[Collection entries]
>>>>>

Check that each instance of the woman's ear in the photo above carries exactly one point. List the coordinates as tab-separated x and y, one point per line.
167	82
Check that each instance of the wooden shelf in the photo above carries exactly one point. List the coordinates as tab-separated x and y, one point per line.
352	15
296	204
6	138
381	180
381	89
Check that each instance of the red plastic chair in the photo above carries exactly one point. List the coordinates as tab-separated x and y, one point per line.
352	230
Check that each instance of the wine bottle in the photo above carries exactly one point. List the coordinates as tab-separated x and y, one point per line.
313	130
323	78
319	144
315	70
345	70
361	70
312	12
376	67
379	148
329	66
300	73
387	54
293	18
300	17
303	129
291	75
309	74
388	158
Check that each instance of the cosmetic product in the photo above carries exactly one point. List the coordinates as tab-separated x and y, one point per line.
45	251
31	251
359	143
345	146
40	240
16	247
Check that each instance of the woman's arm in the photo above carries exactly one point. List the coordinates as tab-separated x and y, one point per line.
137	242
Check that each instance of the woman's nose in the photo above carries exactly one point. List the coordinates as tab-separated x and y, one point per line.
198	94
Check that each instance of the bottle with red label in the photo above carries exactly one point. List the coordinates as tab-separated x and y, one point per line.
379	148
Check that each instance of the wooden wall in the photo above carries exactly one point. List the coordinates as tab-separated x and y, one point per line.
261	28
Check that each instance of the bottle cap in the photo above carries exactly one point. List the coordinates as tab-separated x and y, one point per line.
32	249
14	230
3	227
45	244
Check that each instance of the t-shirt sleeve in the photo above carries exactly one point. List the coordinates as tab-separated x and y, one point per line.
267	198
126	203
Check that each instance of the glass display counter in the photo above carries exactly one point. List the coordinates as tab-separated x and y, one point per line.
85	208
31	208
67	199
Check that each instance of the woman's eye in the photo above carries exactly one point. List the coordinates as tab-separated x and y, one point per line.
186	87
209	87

<<<<<

- YOUR OBJECTIVE -
Set down an exact copy of the entries above.

- RESPONSE TO THE EXERCISE -
Check that each instance of the woman's ear in the photo above carries exactly one point. List the coordinates as tab-separated x and y, one point per line.
167	82
Check that each instance of the wooden shelf in the photo above carries exactly one point. List the coordinates as tab-separated x and y, one point per line.
352	15
296	204
6	138
381	180
381	89
Check that each instance of the red plastic chair in the photo above carries exactly one point. List the coordinates as tab-separated x and y, one point per line.
352	230
Check that each instance of the wine bottle in the photo above carries exactly one point. List the coordinates as tab-separated x and y, one point per line.
313	130
323	78
319	144
315	70
345	70
361	70
312	12
376	67
379	148
329	66
300	73
387	54
293	18
300	17
303	129
291	75
309	74
388	158
Check that each instance of the cosmetic product in the photo above carries exactly one point. List the coordinates as tab-separated x and y, one point per line.
45	251
31	251
359	143
345	146
40	240
16	247
Check that each instance of the woman's arm in the photo above carries exactly one point. List the coordinates as tab-separated x and y, one point per line.
137	242
Check that each instance of the woman's nose in the photo above carries exactly one point. List the coordinates as tab-separated x and y, one point per line.
198	94
Check that each instance of the bottle with red label in the photo above carries exactly one point. List the coordinates as tab-separated x and y, one point per line.
379	148
Check that each instance of the wooden wall in the photo above carries exactly one point. List the coordinates as tab-separated x and y, one point per line.
261	28
Check that each instance of the bottle cap in the photo above carries exactly one point. List the coordinates as tab-separated x and y, one point per line.
32	249
14	230
3	227
45	244
Check that each instance of the t-shirt sleeve in the photo above carries exactly one point. List the coordinates as tab-separated x and y, one point per line.
267	198
126	203
Check that each instance of the glass display counter in the photo above carries exactly one point. List the coordinates as tab-separated x and y, one point per line.
85	208
31	208
67	199
Check that each instance of the woman's eye in the photo above carries exactly one point. List the coordinates as tab-separated x and y, one point per line.
186	87
209	87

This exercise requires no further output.